Print every line of the records below from the line containing "Prompted segmentation: for" down to the line containing "positive clicks: (53, 853)", including both of those lines, and print nothing else.

- _DATA FOR PROCESSING_

▬▬▬

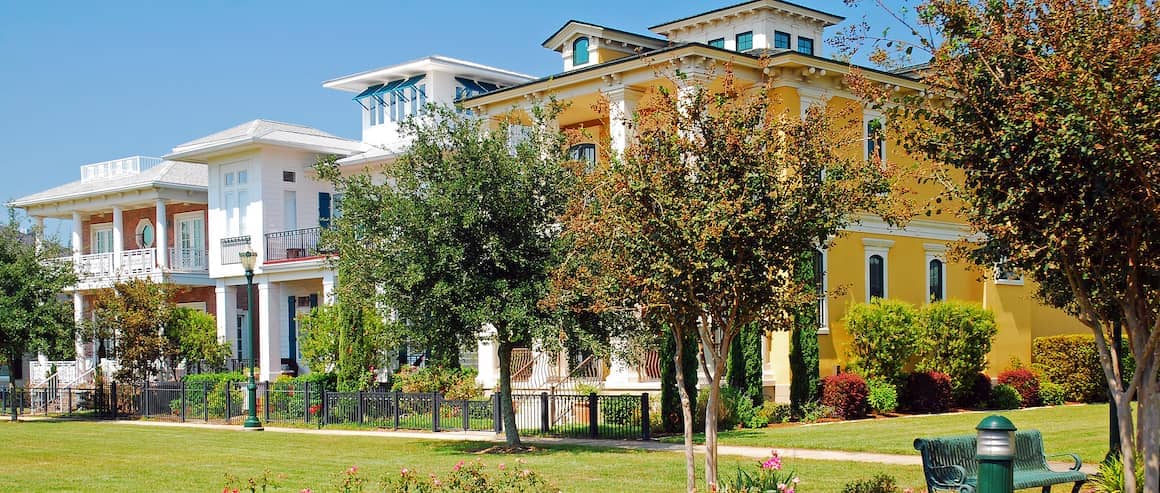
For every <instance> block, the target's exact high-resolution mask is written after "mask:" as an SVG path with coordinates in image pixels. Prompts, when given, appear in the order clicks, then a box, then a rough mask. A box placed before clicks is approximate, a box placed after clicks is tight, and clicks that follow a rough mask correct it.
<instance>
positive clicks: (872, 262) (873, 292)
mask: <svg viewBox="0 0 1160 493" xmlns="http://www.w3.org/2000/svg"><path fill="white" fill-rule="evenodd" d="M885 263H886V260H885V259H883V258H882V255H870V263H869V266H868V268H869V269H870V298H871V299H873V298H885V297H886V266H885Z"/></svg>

▬▬▬

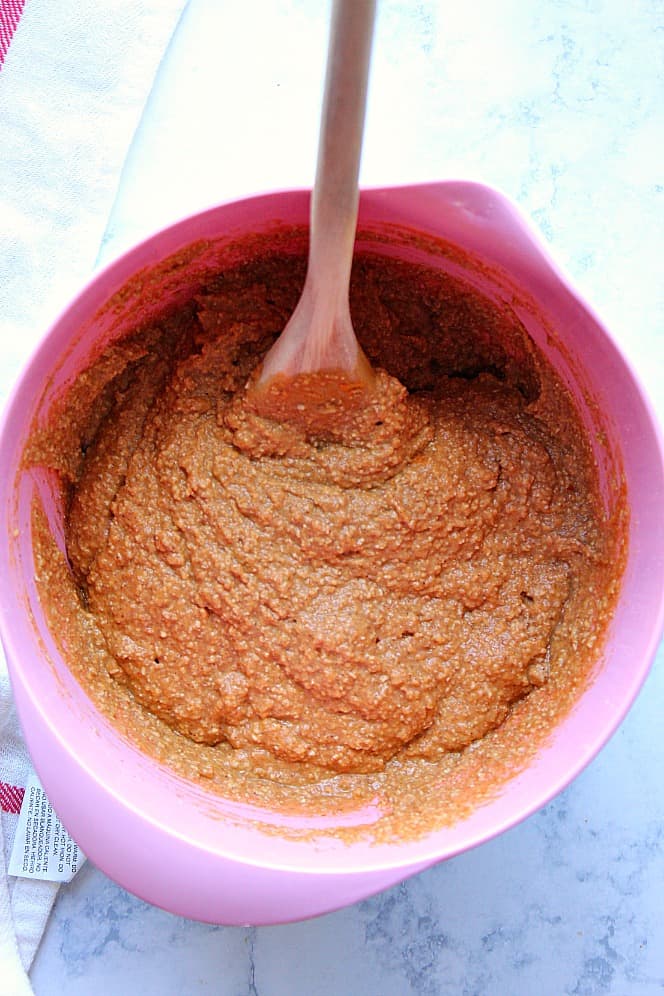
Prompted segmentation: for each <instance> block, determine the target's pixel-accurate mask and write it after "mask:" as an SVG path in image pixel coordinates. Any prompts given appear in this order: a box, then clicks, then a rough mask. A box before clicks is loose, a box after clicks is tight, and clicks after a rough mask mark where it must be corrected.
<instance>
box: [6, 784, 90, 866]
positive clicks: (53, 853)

▬▬▬

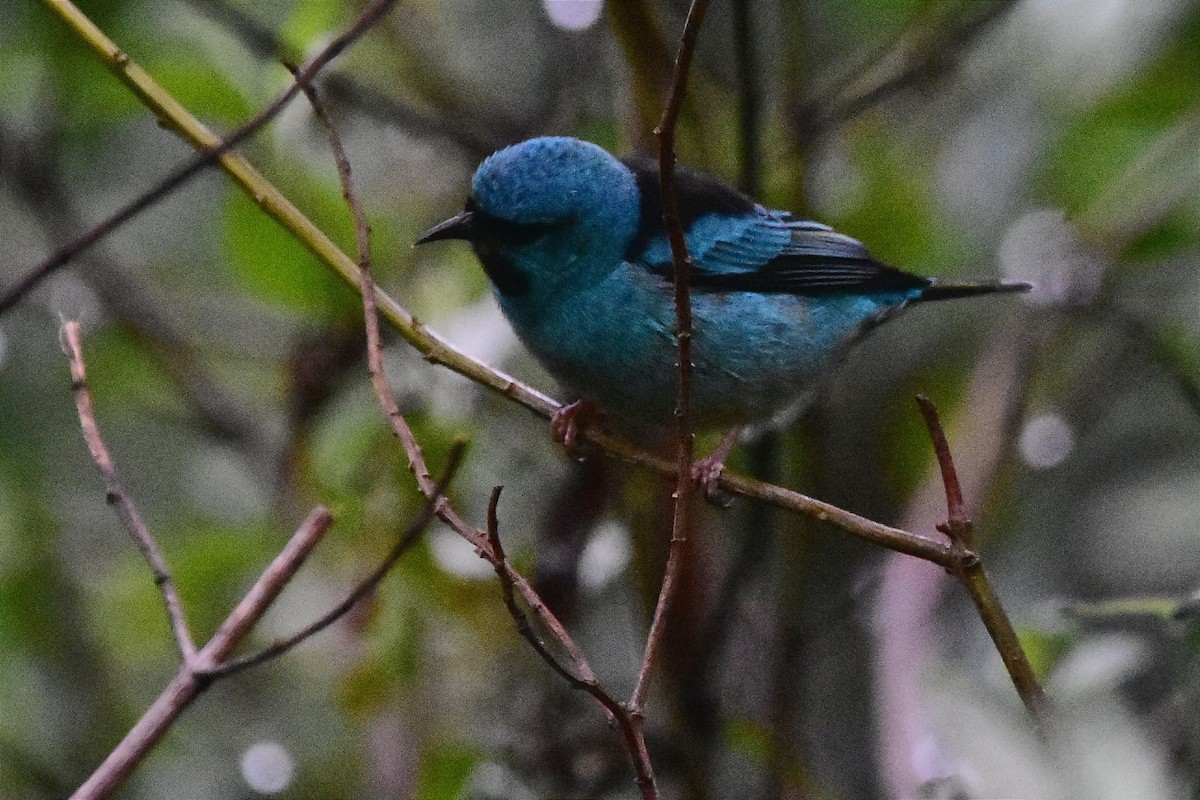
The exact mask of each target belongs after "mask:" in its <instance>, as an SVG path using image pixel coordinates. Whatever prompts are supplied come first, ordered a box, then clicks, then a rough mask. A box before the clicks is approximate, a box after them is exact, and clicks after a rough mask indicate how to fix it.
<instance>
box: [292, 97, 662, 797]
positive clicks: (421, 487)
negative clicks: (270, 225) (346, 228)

▬▬▬

- _ANSWER BOX_
Prompted segmentation: for each <instance> block, determine the target's pixel-accurate mask and write it after "mask:" as an SVG path in image pixel coordinates. Any prompts given appear in this order: a box, then clicks, then a rough mask. A box before clicks is loose, a box after clicks is tight, and clicks after a rough mask mark where it must be corrected.
<instance>
box: [6, 784, 90, 866]
positive clicks: (53, 853)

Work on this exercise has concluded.